TEXT PASSAGE:
^^^^

= 1920 Fijian general election =

General elections were held in Fiji in July, August and September 1920.

==Electoral system==
The Legislative Council consisted of 12 official members (eleven civil servants and a British subject not holding public office), seven elected Europeans and two appointed Fijians. The Governor served as President of the Council.

The Europeans were elected from six constituencies; Eastern, Northern, Southern, Suva, Vanua Levu & Taveuni and Western. Voting was restricted to men aged 21 or over who had been born to European parents (or a European father and was able to read, speak and write English) who were British subjects and had been continuously resident in Fiji for 12 months, either owning at least £20 of freehold or leasehold property or having an annual income of at least £120, and were not on the public payroll.

| Constituency | Geographical area | Election date |
|---|---|---|
| Eastern | Lau Province, Lomaiviti Province | 30 July |
| Northern | Ba District, Colo North Province, Ra Province | 6 September |
| Southern | Colo East Province, Kadavu Province, Naitasiri Province, Namosi Province, Rewa Province (except Suva), Serua Province, Tailevu Province | 2 September |
| Suva | Suva Municipality | 21 August |
| Vanua Levu and Taveuni | Bua Province, Cakaudrove Province, Macuata Province | 2 September |
| Western | Colo West Province, Lautoka District, Nadi District, Nadroga Province | 3 September |

==Results==

| Constituency | Candidate | Votes | % | Notes |
| Eastern | John Maynard Hedstrom | Unopposed |  | Re-elected |
| Northern | Frederick Clapcott | 60 | 58.3 | Re-elected |
| L. Davidson | 42 | 40.8 |  |
| N.S. Chalmers | 1 | 1.0 |  |
| Southern | Francis Riemenschneider | 80 | 55.9 | Elected |
| Robert Crompton | 63 | 44.1 | Unseated |
| Informal votes | 1 | – |  |
| Suva | Henry Milne Scott | 242 | 36.3 | Re-elected |
| Henry Marks | 194 | 29.1 | Re-elected |
| S.H. Ellis | 123 | 18.5 |  |
| James Burton Turner | 107 | 16.1 |  |
| Vanua Levu & Taveuni | Herbert Valentine Tarte | 62 | 45.9 | Elected |
| W.C. Fisher | 38 | 28.1 |  |
| E. Duncan | 35 | 25.9 |  |
| Informal votes | 3 | – |  |
| Western | Charles Wimbledon Thomas | 63 | 56.3 | Elected |
| John Percy Bayly | 49 | 43.8 |  |
| Informal votes | 4 | – |  |
Source: Ali

===Appointed members===
The nominated members were appointed on 15 October; one of the Fijian posts was left unfilled.

^^^^

SHORT PROBLEM 1:
Answer these questions from the election article:
(a) How many elected Europeans sat on the Legislative Council?
(b) On what date was the election held in the Suva constituency?
(c) On what date were the nominated members appointed?
SHORT PROBLEM 2: Extract every line of the entries that contains the string "church". Case counts.

^^^^

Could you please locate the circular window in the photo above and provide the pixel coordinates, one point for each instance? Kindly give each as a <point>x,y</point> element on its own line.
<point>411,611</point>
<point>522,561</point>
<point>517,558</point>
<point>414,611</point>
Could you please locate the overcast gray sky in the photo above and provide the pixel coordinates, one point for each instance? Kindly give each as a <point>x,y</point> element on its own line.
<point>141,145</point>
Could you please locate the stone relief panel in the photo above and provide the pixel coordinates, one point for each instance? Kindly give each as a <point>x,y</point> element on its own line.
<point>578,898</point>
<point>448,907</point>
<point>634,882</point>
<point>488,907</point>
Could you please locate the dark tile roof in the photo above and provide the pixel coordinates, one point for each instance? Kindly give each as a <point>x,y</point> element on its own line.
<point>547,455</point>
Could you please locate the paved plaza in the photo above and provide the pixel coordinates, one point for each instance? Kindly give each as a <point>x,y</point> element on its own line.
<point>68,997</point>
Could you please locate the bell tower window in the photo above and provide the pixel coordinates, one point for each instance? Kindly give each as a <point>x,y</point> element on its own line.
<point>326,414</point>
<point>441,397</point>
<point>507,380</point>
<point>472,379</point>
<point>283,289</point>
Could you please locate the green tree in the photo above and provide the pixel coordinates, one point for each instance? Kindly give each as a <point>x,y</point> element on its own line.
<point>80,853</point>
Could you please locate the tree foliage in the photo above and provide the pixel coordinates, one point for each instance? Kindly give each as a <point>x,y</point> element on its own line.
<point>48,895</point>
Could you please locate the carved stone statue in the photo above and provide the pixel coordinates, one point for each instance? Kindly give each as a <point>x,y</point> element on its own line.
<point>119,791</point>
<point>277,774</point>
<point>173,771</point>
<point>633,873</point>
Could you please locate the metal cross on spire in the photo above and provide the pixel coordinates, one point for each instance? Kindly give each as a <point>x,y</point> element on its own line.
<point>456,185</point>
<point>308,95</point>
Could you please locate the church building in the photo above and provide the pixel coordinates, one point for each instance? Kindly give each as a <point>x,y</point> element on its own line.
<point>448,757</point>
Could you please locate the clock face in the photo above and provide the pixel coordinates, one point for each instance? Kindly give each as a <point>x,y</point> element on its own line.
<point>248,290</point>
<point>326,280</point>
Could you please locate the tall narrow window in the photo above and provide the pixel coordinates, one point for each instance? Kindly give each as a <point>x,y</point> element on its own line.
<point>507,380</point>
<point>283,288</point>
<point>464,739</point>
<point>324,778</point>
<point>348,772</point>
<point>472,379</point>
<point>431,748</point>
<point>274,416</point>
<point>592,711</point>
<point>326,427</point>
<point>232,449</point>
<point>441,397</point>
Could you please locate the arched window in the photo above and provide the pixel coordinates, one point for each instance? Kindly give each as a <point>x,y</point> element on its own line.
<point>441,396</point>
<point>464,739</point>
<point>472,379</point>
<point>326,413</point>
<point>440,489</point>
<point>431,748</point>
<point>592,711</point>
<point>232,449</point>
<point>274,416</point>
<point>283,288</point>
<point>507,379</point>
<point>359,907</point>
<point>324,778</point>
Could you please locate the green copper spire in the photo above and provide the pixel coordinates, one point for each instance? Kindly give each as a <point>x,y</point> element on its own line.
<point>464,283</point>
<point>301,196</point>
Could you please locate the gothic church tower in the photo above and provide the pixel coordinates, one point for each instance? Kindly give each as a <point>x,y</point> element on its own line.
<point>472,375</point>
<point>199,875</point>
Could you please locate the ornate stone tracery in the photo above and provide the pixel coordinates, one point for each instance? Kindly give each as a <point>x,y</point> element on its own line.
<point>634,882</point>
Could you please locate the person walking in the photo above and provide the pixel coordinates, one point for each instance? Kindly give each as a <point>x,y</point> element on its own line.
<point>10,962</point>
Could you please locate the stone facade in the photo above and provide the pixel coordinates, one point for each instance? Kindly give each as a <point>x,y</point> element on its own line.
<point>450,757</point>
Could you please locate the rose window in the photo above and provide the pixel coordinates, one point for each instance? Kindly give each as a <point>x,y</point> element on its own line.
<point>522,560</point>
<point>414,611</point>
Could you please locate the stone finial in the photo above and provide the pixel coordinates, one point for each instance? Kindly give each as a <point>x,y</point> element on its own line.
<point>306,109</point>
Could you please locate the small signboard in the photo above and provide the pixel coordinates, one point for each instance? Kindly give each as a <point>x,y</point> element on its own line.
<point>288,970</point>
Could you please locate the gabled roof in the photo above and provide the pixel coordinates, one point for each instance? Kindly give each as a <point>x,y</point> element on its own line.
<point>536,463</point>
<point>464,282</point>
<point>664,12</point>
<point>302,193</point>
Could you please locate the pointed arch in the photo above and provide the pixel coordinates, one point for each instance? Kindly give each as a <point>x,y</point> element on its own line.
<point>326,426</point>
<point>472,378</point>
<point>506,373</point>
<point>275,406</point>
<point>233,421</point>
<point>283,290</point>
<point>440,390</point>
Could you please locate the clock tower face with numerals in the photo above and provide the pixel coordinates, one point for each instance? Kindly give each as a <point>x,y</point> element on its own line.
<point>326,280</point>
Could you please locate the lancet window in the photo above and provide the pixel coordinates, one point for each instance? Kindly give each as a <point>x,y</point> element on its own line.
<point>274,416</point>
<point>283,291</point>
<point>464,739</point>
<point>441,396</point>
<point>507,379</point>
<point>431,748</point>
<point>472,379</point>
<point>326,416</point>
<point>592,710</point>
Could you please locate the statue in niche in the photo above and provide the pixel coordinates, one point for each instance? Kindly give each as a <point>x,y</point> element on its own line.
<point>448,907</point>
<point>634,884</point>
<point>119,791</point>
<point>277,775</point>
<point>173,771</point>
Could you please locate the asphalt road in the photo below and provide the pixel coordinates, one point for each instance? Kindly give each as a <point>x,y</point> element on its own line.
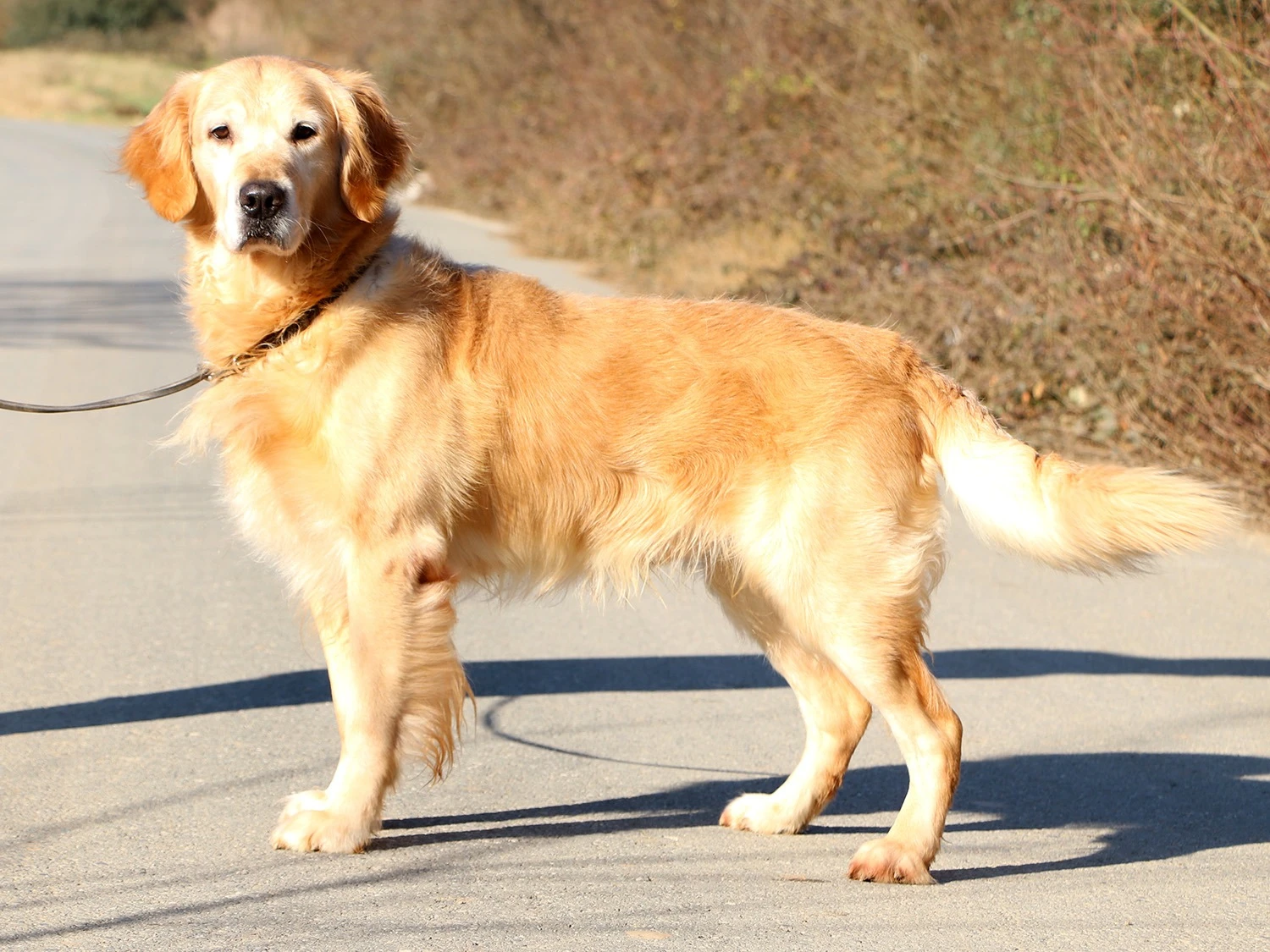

^^^^

FULL RESPONSE 1:
(a) Seven.
(b) 21 August.
(c) 15 October.

FULL RESPONSE 2:
Could you please locate the church building in the photo above and provide the pixel coordinates, one point for each instance? Kindly give each as a <point>x,y</point> element on its own line.
Could you please locate the gothic church tower in the photo above and provide the pixel coordinates, one point for each instance? Kindly give each as a <point>x,y</point> element on its own line.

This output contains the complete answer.